# Task objective:
Please give the entries below as a two-column CSV headed entry_text and answer, one row per entry, with each field in quotes and every line break inside a field turned into a space. Leave the pictures out.

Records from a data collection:
____
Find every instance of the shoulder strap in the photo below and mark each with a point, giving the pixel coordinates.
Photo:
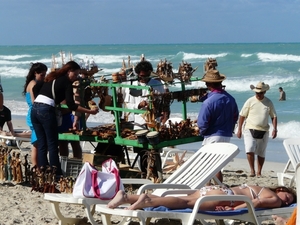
(53, 93)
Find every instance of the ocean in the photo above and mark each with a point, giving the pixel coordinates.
(277, 64)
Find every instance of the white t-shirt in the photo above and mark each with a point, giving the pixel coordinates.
(257, 113)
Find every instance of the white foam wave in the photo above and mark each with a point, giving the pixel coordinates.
(246, 55)
(289, 129)
(189, 56)
(268, 57)
(14, 57)
(13, 71)
(243, 84)
(106, 59)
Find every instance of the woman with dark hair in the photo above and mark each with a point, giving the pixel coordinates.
(262, 197)
(43, 111)
(37, 72)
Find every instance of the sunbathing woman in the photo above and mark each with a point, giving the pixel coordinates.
(262, 197)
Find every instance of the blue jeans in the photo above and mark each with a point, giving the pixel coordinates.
(44, 122)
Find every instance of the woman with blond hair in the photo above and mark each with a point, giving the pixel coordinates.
(56, 88)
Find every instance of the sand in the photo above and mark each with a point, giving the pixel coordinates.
(20, 205)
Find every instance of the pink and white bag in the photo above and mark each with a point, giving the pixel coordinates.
(92, 183)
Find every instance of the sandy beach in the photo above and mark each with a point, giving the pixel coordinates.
(20, 205)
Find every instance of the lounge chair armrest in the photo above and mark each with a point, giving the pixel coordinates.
(178, 192)
(145, 187)
(136, 181)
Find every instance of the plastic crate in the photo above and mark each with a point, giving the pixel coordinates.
(70, 167)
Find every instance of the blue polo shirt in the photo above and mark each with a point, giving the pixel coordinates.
(218, 114)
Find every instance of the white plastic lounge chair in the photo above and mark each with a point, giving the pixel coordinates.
(199, 169)
(194, 173)
(187, 216)
(298, 191)
(89, 203)
(292, 148)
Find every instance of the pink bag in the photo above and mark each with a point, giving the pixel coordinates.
(92, 183)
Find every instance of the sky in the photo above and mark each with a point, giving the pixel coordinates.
(61, 22)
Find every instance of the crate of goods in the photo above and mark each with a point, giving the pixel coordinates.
(70, 167)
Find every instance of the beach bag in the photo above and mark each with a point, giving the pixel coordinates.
(57, 108)
(92, 183)
(257, 134)
(58, 116)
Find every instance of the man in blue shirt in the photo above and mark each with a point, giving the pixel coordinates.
(219, 112)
____
# Exercise answer:
entry_text,answer
"Find every instance of the shoulder strap in the photo below and mark each with a point, giving the pixel coordinates. Photo:","(53, 93)"
"Find every instance of the ocean in the photo above and mark each with a point, giving the pixel coordinates.","(277, 64)"
"Find every instance of the white t-shirt in the photo above and mark each with a point, giving the pixel coordinates.","(257, 113)"
"Find every instance of the white foam wave in the photo above and mark each with a point, giving the pixel coordinates.","(246, 55) (289, 129) (189, 56) (268, 57) (14, 57) (13, 71) (243, 84) (106, 59)"
"Find every instance of the woman with dark hair in the photo above and mark each with a point, giving the pixel coordinates.","(262, 197) (43, 111) (37, 72)"
"Find every instance of the sunbathing woman in the photo above and mark each with a point, giving the pixel coordinates.","(262, 197)"
"Find every instance of the blue jeans in the photo above and mark each with a point, giving the pixel coordinates.","(44, 122)"
"Find every instance of the woman with blond hair in the photo above and mark each with a point, giving the pixel coordinates.","(56, 88)"
"Find every instance of the sand in the photo above and mark each with a point, giving the pixel coordinates.","(20, 205)"
"Find every instance of the pink and white bag in the photo above and mark each with a point, giving the pixel coordinates.","(92, 183)"
"Find every instance of the sandy beach in the photo above and mark each with a point, giving the pixel coordinates.","(20, 205)"
"Find every instance of the lounge chair armrest in the photo above and mark each with a point, giving the pixel coordinates.","(178, 192) (145, 187) (136, 181)"
"Find every instance of the plastic crate in the photo above and mark each with a point, giving the pixel coordinates.","(70, 167)"
"Find every instance of the blue polo shirt in the photo above and mark each with a point, giving the pixel coordinates.","(218, 114)"
"Find every instance of the white plastic lounge chair in the photo above and mark each with a point, giving the pixel coordinates.","(199, 169) (194, 173) (187, 216) (298, 191) (89, 203) (292, 148)"
"Find every instance of the pink bag in the photo above and mark each with a point, giving the pixel coordinates.","(92, 183)"
"Find every instance of the sky in the photo above and mark each with a point, giving the pixel coordinates.","(61, 22)"
"Find every instance of the crate of goods in the photo above and mark each with a point, giving the pixel coordinates.","(70, 167)"
"Find every instance of the beach bag in the photo above and mark each with a point, giving the pixel coordinates.","(57, 108) (92, 183) (257, 134) (58, 116)"
"Find every instance of the man in blue shirt in the photo above and mark each with a point, giving the pixel coordinates.","(219, 112)"